- [PROBLEM SET]:
1. Answer these questions using the passage on the leaked Red Cross report:
(a) How many pages long is the confidential report?
(b) How many detainees were interviewed for the report?
(c) In what month and year were those detainees sent to Guantanamo?
2. From the passage on the leaked Red Cross report, print the words from "The Red Cross found" to "not the patient." exactly as they appear.
3. Render this sentence from the passage on the leaked Red Cross report in Spanish: "The report was based on interviews with 14 ‘high-value detainees’ who were sent to Guantanamo in September 2006."

- [PASSAGE FOR REVIEW]:
------------------------------------------------

A confidential 43-page report that was leaked to The New York Review of Books on Monday reveals that health personnel monitored detainees as they were subjected to techniques such as waterboarding, prolonged stress positions, food deprivation and exposure to extreme temperatures.

The Red Cross found that detainees had been threatened with ‘electric shocks, infection with HIV, sodomy of the detainee and being brought close to death.’

In some cases, the Red Cross reported, medical staff recommended stopping the treatment, but in others they ‘recommended its continuation, but with adjustments.’

The report was based on interviews with 14 ‘high-value detainees’ who were sent to Guantanamo in September 2006.

One detainee told the Red Cross ‘that a health person threatened that medical care would be conditional upon co-operation with the interrogators.’

The report noted that the health personnels’ ‘primary purpose appears to have been to serve the interrogation process and not the patient.

------------------------------------------------

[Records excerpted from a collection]
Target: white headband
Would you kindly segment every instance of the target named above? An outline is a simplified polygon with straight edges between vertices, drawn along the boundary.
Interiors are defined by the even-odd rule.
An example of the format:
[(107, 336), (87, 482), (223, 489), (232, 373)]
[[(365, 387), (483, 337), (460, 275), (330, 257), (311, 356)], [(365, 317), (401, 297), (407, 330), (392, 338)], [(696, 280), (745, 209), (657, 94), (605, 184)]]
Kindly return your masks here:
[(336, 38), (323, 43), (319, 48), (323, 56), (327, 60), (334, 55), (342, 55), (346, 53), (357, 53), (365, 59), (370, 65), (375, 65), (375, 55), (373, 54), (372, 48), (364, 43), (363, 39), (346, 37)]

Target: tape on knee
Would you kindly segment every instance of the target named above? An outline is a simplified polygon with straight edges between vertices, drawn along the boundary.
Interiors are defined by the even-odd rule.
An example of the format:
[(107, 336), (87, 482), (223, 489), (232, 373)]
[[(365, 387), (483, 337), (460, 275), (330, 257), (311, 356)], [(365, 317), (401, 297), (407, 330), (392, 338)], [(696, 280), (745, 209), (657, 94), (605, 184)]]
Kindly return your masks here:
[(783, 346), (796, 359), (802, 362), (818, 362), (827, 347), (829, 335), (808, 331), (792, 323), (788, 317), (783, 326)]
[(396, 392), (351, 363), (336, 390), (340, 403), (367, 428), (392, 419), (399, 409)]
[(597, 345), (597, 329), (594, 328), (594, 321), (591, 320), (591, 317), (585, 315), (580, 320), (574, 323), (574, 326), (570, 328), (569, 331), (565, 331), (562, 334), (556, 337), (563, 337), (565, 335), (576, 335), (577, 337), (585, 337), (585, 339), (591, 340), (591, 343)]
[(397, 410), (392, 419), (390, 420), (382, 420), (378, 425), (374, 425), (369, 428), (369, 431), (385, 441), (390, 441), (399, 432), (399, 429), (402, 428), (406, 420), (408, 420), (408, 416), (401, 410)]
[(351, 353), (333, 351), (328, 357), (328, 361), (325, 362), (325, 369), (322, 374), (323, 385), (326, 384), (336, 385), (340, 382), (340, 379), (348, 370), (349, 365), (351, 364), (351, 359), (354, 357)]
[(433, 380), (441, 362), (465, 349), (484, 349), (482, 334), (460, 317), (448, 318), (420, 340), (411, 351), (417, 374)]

------------------------------------------------

- [RESULTS OF THE EXERCISE]:
1.
(a) 43 pages
(b) 14
(c) September 2006

2.
The Red Cross found that detainees had been threatened with ‘electric shocks, infection with HIV, sodomy of the detainee and being brought close to death.’

In some cases, the Red Cross reported, medical staff recommended stopping the treatment, but in others they ‘recommended its continuation, but with adjustments.’

The report was based on interviews with 14 ‘high-value detainees’ who were sent to Guantanamo in September 2006.

One detainee told the Red Cross ‘that a health person threatened that medical care would be conditional upon co-operation with the interrogators.’

The report noted that the health personnels’ ‘primary purpose appears to have been to serve the interrogation process and not the patient.

3. El informe se basó en entrevistas con 14 «detenidos de alto valor» que fueron enviados a Guantánamo en septiembre de 2006.